### TASK TO CARRY OUT
From the first line to the last, copy the data exactly.

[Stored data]
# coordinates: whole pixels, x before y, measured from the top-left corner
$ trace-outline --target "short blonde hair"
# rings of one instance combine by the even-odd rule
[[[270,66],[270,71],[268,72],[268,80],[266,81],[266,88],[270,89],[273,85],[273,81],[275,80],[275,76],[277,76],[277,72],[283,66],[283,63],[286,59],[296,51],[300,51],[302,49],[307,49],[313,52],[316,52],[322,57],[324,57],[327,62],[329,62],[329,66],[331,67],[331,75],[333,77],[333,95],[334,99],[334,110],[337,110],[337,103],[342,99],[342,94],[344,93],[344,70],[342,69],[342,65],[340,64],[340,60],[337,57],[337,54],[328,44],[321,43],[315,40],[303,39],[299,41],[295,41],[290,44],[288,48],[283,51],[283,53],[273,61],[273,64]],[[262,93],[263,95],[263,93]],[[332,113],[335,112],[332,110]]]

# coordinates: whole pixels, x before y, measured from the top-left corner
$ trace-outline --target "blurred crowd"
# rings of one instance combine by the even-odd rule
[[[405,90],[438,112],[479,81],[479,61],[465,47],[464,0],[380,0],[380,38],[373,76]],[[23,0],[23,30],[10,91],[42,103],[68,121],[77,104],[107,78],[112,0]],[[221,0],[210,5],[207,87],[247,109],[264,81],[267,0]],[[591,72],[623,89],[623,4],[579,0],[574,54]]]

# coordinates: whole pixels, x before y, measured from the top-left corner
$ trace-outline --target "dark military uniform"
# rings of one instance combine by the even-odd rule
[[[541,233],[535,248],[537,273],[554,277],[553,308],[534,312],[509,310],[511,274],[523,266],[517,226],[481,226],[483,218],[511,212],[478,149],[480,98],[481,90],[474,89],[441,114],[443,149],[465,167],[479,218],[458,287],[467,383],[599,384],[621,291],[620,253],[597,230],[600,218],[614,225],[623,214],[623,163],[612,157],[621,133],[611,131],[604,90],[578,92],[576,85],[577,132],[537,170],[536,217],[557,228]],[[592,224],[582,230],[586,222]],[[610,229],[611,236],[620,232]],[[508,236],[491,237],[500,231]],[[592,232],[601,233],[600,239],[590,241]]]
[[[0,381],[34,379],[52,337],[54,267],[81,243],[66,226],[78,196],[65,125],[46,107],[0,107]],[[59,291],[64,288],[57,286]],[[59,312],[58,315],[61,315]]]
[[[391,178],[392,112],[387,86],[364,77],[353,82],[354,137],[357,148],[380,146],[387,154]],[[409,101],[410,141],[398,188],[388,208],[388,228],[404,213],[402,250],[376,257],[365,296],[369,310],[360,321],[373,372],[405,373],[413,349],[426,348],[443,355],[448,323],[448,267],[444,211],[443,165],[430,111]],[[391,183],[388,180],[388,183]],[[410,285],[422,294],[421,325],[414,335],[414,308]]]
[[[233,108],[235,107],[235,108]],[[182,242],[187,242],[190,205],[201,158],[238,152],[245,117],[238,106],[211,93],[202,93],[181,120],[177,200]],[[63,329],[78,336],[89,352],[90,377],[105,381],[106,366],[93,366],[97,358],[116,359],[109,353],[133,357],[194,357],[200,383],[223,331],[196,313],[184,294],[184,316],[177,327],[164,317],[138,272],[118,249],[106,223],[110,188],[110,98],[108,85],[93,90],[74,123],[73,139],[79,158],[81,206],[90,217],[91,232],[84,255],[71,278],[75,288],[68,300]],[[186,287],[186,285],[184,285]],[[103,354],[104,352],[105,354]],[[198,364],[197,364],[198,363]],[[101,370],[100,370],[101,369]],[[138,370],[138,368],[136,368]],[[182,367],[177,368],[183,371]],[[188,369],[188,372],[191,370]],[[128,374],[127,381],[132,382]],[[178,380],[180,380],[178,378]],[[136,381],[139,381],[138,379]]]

### TASK RESPONSE
# coordinates: whole pixels, x before y, measured from the top-left corner
$ trace-outline --target "short blonde hair"
# rings of one instance combine by the even-odd rule
[[[270,66],[270,71],[268,72],[268,80],[266,81],[266,88],[270,89],[273,85],[273,81],[275,80],[275,76],[277,76],[277,72],[283,66],[283,63],[286,59],[296,51],[300,51],[302,49],[307,49],[313,52],[316,52],[322,57],[324,57],[327,62],[329,62],[329,66],[331,67],[331,75],[333,77],[333,95],[334,99],[334,110],[337,110],[337,103],[342,99],[342,94],[344,93],[344,70],[342,69],[342,65],[340,64],[340,60],[337,57],[337,54],[328,44],[321,43],[315,40],[303,39],[299,41],[295,41],[290,44],[288,48],[283,51],[283,53],[273,61],[273,64]],[[262,93],[263,95],[263,93]],[[332,113],[335,112],[332,110]]]

# coordinates: whole pixels, x before y, measured from the top-left corner
$ trace-outline --target "blurred crowd"
# rings of one instance combine by the even-odd rule
[[[405,90],[438,112],[479,81],[479,61],[465,47],[464,0],[380,0],[380,38],[373,76]],[[23,0],[23,30],[10,91],[42,103],[68,121],[77,104],[107,78],[112,0]],[[221,0],[210,5],[207,87],[247,109],[264,81],[267,0]],[[591,72],[623,89],[623,4],[579,0],[574,54]]]

# coordinates: whole pixels, x before y, measured from the top-left corner
$ trace-outline --target "dark military uniform"
# rings of one instance combine by the even-odd rule
[[[541,233],[535,248],[537,273],[554,277],[553,308],[534,312],[509,310],[511,274],[523,266],[517,226],[481,226],[483,218],[511,212],[478,149],[480,98],[481,90],[474,89],[441,114],[443,149],[465,167],[479,218],[458,287],[467,383],[599,384],[621,291],[620,253],[597,230],[600,218],[614,225],[623,214],[623,163],[612,157],[621,133],[611,131],[604,90],[578,92],[576,85],[577,132],[537,170],[536,217],[557,228]],[[592,224],[582,230],[586,222]],[[610,229],[611,236],[620,232]],[[508,236],[491,237],[500,231]],[[592,232],[601,233],[600,239],[590,241]]]
[[[0,381],[34,379],[52,337],[54,267],[81,243],[66,226],[78,196],[65,125],[46,107],[0,107]],[[59,291],[64,288],[57,286]],[[59,312],[58,315],[61,315]]]
[[[391,178],[392,112],[387,86],[364,77],[353,82],[354,137],[357,148],[380,146],[387,154]],[[409,101],[410,141],[398,188],[388,208],[388,228],[404,213],[402,250],[376,257],[365,296],[369,310],[360,321],[373,372],[405,373],[413,349],[426,348],[443,355],[448,323],[448,267],[444,211],[443,165],[430,111]],[[391,183],[388,180],[388,183]],[[410,285],[422,294],[421,325],[414,335],[414,308]]]
[[[233,108],[235,107],[235,108]],[[182,242],[187,242],[190,205],[201,158],[238,152],[245,117],[238,106],[211,93],[202,93],[181,120],[177,200]],[[63,329],[78,336],[89,352],[90,377],[105,381],[106,366],[93,366],[97,358],[116,359],[109,353],[133,357],[194,357],[200,383],[223,331],[196,313],[184,294],[184,316],[177,327],[164,317],[138,272],[118,249],[106,223],[110,188],[110,98],[108,85],[93,90],[74,123],[73,139],[79,158],[81,206],[90,217],[91,232],[84,255],[71,278],[75,288],[68,300]],[[186,287],[186,285],[184,285]],[[103,354],[104,352],[105,354]],[[198,364],[197,364],[198,363]],[[101,370],[100,370],[101,369]],[[138,370],[138,368],[136,368]],[[182,367],[177,368],[183,371]],[[188,369],[188,372],[191,370]],[[128,374],[127,381],[132,382]],[[178,380],[180,380],[178,378]],[[136,381],[139,381],[138,379]]]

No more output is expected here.